* Your task *
Write the next part of the article about children in Darfur, starting right after its last sentence.

*** Opening of Supplied text ***

Children in Darfur on the brink between abandonment and hope
By Pierfrancesco Loreto
It can take days of negotiations and several permissions to reach just one child in Sudan's Darfur region after driving through sandy roads in a volatile environment, UNICEF warned.
Addressing journalists following a 10-day deployment to the area, Eva Hinds, the UN child agency’s Chief of Communications, described a meticulous and delicate humanitarian action.
”What I witnessed was unlike anything before. The scale of displacement, the fragmentation of the conflict, and the collapse of essential services have created a situation where every child is living on the brink,” she said.
Warring parties have been fighting for control of the country for almost three years.
As a result, since April 2023 Sudan has been plunged into a devastating civil conflict, which is also impacting neighbouring countries.
The conflict between the Sudanese Armed Forces (SAF) and the Rapid Support Forces (RSF) has killed over 150,000 people, displaced 10 million, and sparked catastrophic food scarcity.
Despite years of experience dealing with emergencies, Ms. Hinds was flabbergasted by the gravity of the situation in Tawila, where people have built a whole city from sticks, hay, and plastic sheeting.
“It felt like an entire city uprooted and rebuilt out of necessity, fear and desperation,” she noted.
Between 500,000 and 600,000 people are taking refuge there, and “standing inside that vast expanse of makeshift shelters was overwhelming,” she added.
“The world's largest humanitarian emergency“
Amid these conditions, the UN official noted that in just two weeks, UNICEF and its partners vaccinated over 140,000 children and treated thousands for illness and malnourishment.

*** Close of Supplied text ***
*** Opening of Information given ***

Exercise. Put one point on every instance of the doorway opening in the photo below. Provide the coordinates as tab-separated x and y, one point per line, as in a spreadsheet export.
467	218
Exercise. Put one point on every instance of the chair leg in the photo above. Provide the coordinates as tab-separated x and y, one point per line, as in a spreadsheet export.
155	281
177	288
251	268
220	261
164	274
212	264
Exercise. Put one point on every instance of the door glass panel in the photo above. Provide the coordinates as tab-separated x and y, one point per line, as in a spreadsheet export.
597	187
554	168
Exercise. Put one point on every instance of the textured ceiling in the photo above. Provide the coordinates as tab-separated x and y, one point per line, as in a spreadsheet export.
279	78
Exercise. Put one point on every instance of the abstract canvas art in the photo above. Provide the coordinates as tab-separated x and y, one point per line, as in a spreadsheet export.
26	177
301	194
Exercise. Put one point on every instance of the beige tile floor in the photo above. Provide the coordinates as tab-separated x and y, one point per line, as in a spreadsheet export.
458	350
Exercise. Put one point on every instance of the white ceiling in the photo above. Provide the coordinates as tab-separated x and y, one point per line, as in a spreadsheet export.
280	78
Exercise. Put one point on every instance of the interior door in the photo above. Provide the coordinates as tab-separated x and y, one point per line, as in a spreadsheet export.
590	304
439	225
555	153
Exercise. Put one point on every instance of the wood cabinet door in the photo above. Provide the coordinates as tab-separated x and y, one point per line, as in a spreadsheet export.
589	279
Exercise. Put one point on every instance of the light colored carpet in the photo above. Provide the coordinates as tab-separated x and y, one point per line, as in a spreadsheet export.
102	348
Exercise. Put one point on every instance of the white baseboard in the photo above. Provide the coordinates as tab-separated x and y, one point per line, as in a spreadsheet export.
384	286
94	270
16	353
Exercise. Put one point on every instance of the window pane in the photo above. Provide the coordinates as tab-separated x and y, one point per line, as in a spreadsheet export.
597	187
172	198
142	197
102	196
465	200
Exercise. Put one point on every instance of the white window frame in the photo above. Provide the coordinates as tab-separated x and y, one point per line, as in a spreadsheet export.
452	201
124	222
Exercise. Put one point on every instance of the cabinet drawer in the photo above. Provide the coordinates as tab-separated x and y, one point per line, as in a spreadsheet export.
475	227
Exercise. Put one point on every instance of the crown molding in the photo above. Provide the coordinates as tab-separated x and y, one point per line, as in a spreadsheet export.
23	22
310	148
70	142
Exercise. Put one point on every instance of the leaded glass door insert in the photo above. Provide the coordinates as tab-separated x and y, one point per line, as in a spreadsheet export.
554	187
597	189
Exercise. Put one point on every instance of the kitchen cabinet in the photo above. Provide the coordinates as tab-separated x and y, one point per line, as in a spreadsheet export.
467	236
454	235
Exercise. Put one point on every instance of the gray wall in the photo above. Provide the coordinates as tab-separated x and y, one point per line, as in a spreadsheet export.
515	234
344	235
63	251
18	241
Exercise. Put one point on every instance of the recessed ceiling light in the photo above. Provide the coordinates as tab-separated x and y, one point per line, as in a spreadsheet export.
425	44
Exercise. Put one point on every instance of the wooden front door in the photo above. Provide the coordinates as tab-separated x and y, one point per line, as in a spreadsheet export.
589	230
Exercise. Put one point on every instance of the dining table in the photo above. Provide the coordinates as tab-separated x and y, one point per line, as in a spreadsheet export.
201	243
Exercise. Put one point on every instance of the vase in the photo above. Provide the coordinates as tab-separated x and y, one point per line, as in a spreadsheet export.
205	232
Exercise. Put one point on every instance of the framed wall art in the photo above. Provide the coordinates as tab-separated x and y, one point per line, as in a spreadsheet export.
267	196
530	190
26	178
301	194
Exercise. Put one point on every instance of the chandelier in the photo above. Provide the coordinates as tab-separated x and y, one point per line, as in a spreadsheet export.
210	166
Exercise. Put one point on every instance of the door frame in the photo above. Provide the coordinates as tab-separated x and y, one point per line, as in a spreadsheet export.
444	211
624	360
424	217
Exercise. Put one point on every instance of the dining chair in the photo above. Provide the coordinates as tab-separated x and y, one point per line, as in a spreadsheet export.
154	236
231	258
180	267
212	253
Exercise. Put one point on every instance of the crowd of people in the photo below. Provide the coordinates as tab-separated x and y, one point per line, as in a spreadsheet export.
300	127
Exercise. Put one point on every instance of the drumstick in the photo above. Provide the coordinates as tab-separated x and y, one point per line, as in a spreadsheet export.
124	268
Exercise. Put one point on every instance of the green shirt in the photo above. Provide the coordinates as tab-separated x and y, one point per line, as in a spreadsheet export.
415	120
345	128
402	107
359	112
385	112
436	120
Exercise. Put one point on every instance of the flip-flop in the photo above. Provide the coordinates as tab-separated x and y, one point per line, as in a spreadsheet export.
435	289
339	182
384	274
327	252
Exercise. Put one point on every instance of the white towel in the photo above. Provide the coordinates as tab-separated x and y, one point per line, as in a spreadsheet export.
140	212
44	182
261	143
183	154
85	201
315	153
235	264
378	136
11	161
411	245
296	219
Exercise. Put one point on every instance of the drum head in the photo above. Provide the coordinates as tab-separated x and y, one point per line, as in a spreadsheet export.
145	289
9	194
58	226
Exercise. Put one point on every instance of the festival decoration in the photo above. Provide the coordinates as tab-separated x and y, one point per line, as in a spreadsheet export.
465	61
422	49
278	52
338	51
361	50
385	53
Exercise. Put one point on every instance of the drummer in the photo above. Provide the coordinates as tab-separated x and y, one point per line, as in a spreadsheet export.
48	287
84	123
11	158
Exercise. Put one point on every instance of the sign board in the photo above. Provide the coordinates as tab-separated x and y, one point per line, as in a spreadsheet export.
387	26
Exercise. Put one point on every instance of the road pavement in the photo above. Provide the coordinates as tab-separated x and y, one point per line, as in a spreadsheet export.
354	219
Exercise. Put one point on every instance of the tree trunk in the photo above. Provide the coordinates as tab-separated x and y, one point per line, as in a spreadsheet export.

*** Close of Information given ***

* Response below *
They also restored potable water, established temporary educational facilities, and supplied food and emotional support.
“It is painstaking, precarious work—delivered one convoy, one clinic, one classroom at a time—but for children in Darfur, it is the thin line between being abandoned and being reached.”
At a centre for women and girls, mothers shared their hardships: a lack of food, blankets, or warm clothes for their children. “The children are freezing,” one mother told her. “We have nothing to cover them with.”
Reflecting on what she witnessed, Ms. Hinds stressed that “Sudan is the world’s largest humanitarian emergency, yet one of the least visible. Limited access, a complex conflict, and competing global crises mean the suffering of millions of children is going unseen.”
The UN children's agency's Chief of Communications emphasized that a humanitarian disaster is unfolding on a huge scale.
“Sudan’s children urgently need international attention and decisive action. Without it, the horrors facing the country’s youngest and most vulnerable will only deepen,” she concluded.